Houdek v. Gloyd

Decision Date07 December 1940
Docket Number34962.,34961
Citation152 Kan. 789,107 P.2d 751
PartiesHOUDEK v. GLOYD et al. (two cases)
CourtKansas Supreme Court

Rehearing Denied Feb. 3, 1941.

Syllabus by the Court.

Where employment contract is oral, there is no material conflict in the evidence, terms of the contract are not ambiguous or disputed and only one inference can be drawn, question of whether "master and servant relationship" exists is question of law for the court, and otherwise it is a question of fact for the jury.

A "master" is a principal who employs another to perform service for him and who controls or has the right to control the physical conduct of the other in the performance of such service.

A "servant" is a person employed by a master to perform service in his affairs, whose physical conduct in the performance of the service is controlled or is subject to the right to control by the master.

An "independent contractor" is a person who contracts with another to do something for him but who is not controlled by the other nor subject to the other's right to control with respect to his physical conduct in the performance of an undertaking.

An alleged employer may make himself liable for negligence of employee by retaining right to direct and control the time and manner or means of execution of the work in which the employee is engaged.

In determining whether alleged master exercises control over servant's acts so that master is liable for servant's negligence, all circumstances surrounding the contract are to be considered, and fact that alleged master has reserved right of termination or cancellation of the employment contract is a proper element to be considered.

Where relationship of alleged employee under contract for performance of a service would ordinarily be that of an "independent contractor", mere showing that the employment contract was subject to cancellation or termination is not sufficient to create a "master and servant relationship" in absence of other evidence of control or right to control.

## Task objective
Reproduce the passage of the Houdek v. Gloyd opinion between "Decision Date07 December" and "Feb. 3, 1941.", inclusive.

(Point-based annotation data)
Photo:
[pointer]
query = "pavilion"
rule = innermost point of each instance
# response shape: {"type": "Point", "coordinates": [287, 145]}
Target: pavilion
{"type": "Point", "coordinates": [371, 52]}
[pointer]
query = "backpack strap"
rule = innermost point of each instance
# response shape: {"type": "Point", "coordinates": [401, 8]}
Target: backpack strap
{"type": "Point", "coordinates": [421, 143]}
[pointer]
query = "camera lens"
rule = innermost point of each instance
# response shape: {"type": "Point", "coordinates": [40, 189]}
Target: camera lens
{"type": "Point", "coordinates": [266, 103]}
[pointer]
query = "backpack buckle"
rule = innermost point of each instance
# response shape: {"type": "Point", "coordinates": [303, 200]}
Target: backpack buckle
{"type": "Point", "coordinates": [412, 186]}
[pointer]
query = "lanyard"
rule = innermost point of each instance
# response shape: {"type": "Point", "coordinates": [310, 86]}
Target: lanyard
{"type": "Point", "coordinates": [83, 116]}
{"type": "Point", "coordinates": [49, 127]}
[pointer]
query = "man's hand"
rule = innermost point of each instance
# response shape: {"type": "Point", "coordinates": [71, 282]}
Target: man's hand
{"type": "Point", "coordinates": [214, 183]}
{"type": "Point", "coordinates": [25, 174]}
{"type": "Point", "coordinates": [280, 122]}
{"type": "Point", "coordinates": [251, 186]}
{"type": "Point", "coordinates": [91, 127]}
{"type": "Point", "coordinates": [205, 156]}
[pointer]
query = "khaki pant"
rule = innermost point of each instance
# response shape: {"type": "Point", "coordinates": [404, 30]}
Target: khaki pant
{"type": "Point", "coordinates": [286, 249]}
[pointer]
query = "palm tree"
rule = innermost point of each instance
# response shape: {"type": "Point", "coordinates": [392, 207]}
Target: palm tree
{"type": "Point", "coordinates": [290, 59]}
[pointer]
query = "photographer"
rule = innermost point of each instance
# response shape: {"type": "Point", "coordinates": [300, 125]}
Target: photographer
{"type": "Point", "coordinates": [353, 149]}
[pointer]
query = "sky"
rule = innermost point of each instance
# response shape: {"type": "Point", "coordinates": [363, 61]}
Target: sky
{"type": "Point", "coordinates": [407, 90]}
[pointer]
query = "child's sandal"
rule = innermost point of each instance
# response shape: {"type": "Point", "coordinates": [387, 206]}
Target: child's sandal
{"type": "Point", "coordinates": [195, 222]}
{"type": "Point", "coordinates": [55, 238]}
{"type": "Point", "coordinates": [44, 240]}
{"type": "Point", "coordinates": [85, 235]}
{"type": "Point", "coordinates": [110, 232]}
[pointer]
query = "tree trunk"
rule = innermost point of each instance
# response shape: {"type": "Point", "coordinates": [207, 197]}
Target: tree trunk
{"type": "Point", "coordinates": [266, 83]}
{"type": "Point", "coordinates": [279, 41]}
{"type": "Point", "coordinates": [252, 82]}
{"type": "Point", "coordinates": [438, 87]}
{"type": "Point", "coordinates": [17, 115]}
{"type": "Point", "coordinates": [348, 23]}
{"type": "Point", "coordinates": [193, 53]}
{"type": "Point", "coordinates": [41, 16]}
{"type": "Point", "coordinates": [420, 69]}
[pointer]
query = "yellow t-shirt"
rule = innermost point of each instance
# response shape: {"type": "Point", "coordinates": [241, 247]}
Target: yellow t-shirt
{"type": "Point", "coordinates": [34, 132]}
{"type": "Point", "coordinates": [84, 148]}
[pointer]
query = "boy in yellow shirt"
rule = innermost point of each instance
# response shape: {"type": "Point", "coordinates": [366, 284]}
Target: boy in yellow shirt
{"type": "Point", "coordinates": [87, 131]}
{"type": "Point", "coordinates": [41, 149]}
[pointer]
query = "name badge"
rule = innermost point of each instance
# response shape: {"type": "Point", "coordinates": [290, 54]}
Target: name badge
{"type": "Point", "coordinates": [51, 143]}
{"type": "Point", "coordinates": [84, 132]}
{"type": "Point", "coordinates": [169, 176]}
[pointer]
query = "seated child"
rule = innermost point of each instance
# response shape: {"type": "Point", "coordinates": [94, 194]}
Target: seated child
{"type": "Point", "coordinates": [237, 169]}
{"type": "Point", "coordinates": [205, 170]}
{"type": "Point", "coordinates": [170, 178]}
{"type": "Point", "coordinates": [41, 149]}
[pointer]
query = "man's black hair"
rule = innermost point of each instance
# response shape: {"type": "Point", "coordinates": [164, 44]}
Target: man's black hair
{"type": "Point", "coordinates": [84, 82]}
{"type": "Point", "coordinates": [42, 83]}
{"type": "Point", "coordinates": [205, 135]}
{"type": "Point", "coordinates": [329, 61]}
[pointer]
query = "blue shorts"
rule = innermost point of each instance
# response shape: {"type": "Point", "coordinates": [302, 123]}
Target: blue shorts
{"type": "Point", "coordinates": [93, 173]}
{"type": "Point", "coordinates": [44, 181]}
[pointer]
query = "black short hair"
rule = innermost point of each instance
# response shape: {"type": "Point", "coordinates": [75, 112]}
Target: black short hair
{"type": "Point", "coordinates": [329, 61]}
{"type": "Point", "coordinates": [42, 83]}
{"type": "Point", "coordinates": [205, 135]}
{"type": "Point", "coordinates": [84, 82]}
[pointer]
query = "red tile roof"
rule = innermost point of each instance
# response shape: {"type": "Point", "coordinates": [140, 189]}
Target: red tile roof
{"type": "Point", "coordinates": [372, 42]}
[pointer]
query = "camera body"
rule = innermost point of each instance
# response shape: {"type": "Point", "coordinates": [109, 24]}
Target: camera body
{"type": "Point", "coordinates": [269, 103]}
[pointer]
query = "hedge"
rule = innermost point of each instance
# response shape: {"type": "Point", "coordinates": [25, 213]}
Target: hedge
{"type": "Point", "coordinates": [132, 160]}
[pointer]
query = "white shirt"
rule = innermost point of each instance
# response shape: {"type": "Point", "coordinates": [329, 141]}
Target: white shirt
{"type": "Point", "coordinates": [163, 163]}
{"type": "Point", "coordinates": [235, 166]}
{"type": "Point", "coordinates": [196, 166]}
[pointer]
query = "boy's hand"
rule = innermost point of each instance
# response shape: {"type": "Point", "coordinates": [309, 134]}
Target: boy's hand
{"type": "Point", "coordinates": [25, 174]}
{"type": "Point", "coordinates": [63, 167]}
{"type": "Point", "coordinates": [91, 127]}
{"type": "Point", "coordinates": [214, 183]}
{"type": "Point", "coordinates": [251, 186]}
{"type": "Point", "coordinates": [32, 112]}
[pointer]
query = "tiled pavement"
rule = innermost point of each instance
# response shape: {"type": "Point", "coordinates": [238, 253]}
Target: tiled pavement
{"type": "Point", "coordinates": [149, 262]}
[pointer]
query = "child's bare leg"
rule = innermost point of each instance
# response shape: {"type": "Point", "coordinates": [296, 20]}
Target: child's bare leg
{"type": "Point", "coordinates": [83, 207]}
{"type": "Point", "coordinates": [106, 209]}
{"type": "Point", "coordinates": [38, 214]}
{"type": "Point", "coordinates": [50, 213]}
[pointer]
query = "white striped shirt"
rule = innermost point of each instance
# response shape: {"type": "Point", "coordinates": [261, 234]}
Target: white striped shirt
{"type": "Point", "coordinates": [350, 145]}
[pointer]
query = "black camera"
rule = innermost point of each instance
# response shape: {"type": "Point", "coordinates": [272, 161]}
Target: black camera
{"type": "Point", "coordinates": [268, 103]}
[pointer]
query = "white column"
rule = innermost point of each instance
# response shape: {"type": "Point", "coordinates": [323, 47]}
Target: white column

## Full solution
Decision Date07 December 1940
Docket Number34962.,34961
Citation152 Kan. 789,107 P.2d 751
PartiesHOUDEK v. GLOYD et al. (two cases)
CourtKansas Supreme Court

Rehearing Denied Feb. 3, 1941.